* **Written task**: Copy the lines below word for word, leaving out the pictures.

* **Dataset content**:
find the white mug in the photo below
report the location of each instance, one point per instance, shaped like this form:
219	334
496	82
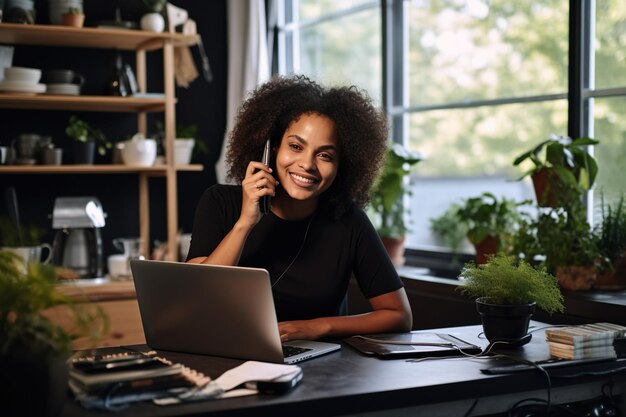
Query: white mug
118	266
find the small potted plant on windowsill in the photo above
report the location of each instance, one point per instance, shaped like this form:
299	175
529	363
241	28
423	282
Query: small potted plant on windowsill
450	229
562	169
491	223
610	236
74	17
86	140
563	241
507	291
387	209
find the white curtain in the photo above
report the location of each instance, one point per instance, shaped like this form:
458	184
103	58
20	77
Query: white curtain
248	63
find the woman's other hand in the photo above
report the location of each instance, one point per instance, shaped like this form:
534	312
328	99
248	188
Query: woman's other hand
302	329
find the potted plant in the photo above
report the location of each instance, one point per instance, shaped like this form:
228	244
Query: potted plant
33	350
610	235
153	21
387	209
507	291
74	17
449	228
561	169
491	223
86	140
187	143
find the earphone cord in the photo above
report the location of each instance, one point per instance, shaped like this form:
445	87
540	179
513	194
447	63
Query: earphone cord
306	232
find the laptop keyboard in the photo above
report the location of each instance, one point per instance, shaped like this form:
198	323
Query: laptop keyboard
293	350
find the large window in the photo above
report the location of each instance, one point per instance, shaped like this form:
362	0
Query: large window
472	83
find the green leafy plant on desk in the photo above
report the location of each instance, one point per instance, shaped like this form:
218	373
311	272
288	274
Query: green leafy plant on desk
32	347
507	290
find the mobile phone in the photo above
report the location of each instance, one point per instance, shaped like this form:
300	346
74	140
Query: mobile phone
113	365
264	203
277	386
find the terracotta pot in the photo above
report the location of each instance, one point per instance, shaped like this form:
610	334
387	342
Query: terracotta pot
614	279
505	323
576	278
487	247
395	249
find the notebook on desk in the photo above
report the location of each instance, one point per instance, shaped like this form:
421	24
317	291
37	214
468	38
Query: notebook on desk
416	344
214	310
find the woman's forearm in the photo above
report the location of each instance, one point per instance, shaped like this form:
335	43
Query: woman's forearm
391	313
229	250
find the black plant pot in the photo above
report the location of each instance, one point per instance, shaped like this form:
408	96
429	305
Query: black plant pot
84	152
507	324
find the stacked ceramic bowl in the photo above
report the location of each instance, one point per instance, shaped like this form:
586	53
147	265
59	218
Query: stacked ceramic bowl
22	80
20	11
59	7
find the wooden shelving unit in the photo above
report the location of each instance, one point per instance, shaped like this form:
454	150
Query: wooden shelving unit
81	103
121	39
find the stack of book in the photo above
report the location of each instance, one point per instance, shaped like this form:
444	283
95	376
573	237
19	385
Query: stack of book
128	377
587	341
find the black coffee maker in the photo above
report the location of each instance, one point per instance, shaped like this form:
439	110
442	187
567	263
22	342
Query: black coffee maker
77	243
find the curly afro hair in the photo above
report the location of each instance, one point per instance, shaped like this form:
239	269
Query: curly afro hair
361	132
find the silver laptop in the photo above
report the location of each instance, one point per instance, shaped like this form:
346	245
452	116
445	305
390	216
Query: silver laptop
214	310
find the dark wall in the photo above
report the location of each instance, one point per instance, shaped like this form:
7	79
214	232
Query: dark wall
202	103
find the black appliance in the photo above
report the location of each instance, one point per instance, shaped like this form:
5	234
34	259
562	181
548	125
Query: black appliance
77	242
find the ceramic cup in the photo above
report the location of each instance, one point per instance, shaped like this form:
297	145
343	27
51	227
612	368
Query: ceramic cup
26	145
52	156
118	266
139	152
63	76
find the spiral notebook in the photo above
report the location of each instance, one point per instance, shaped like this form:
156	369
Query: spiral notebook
414	344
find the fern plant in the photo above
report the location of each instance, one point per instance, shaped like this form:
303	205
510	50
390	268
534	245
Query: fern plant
24	296
507	280
611	232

* **Solution**:
find the white mug in the photo below
report the location of each instance, one point per instance, shaped like this form:
219	334
496	82
Query: white mug
118	266
find the small potted plant on windowsill in the photo above
report the location of each instance, one point per instance, shaped like this form:
299	175
529	363
241	28
423	282
Query: small potted plant on windowsill
450	229
562	169
491	223
610	236
74	17
86	140
563	241
507	291
387	209
find the white curtain in the photo above
report the location of each instance, one point per instance, shaped like this form:
458	184
103	58
20	77
Query: white curtain
248	63
find the woman's other hand in the photo above
report the location of each instance, one point per instance, shaped like this form:
534	312
328	99
248	188
Query: woman's other hand
302	329
find the potted plant in the photo above
report the location of each instance, one point per instance, shaped like this form:
228	244
Query: potted plant
33	350
610	235
153	21
387	209
507	291
74	17
449	228
561	169
491	223
86	140
187	143
find the earphone cord in the photo above
report the location of each instance, one point per instance, shaped like this form:
445	87
540	179
513	194
447	63
Query: earphone cord
306	232
find the laptop keyboard in the photo above
report the location of each instance, one point per instance, shaped like this form:
198	323
Query: laptop keyboard
293	350
find the large window in the photo above
report the location of each instance, one point per instance, shaped like this form:
362	0
Query: large window
472	83
find the green leafy plant on desk in the photo above
report the location of each instance, one point per instance, shaped like this form:
218	373
311	272
288	274
Query: green leafy plant on desk
32	347
507	290
find the mobile phone in the photo above
report the location of each instance, one point per instance, shaped like this form:
300	346
74	140
Query: mobile phone
113	365
264	203
277	386
find the terracotta pot in the photo above
report the location of each instance, one point per instance, shaped like this form:
610	334
387	342
Query: terracotta pot
614	279
505	323
576	278
487	247
395	249
find the notebook on desk in the photo above
report the location of each instance, one point per instance, shaped like this form:
421	24
317	291
37	214
468	38
Query: notebook on desk
416	344
214	310
find the woman's forearm in the photo above
report the location of each instance, one point per instance, shaped like this form:
335	43
Query: woman's forearm
391	313
229	250
find the black plant pot in the photo above
report the location of each instance, one point per instance, shaped like this form:
408	96
429	305
Query: black plant pot
84	152
507	324
find the stacked ceramic bowl in the photo above
report the location of each instance, one point per instance, shaped like this form:
586	53
147	265
59	218
Query: stacked ceramic bowl
22	80
20	11
59	7
find the wooden shelving unit in the photo above
report the location of each instance, one point per instance, shaped like this form:
454	150
Query: wooden shelving unit
81	103
121	39
find the stack of book in the photo above
report the location of each instance, one point per instance, shaped like this form:
444	283
95	376
573	237
19	385
Query: stack of book
128	377
587	341
find the black coffee maker in the photo above
report the location of each instance, one point per instance, shaped like this form:
439	110
442	187
567	263
22	342
Query: black coffee maker
77	243
find the curly afro hair in the photo above
report the location of each instance, one point per instance, shaped like this form:
239	269
Query: curly afro hair
361	132
find the silver laptop in the photo above
report the location of each instance, one point per instance, shaped like this form:
346	245
452	116
445	305
390	216
Query: silver laptop
214	310
find the dark wall in the photo above
report the location of each instance, one point per instance, shaped like this form:
7	79
214	232
Query: dark wall
202	103
find the black appliance in the photo above
report the location of each instance, one point per instance, shaped like this form:
5	234
34	259
562	181
548	125
Query: black appliance
77	242
find the ceramic cup in the photo above
report the location of each instance, one point per instance, shaped like this form:
297	145
343	27
51	227
612	368
Query: ceramic cup
26	145
52	156
118	266
139	152
63	76
find the spiral notebook in the photo above
report the location of each instance, one point per instance, shaped like this form:
156	369
Query: spiral notebook
414	344
find the fern plant in the photo above
report the location of each instance, one point per instance, shaped like this form:
303	205
510	50
390	268
534	245
Query: fern plant
24	296
507	280
611	232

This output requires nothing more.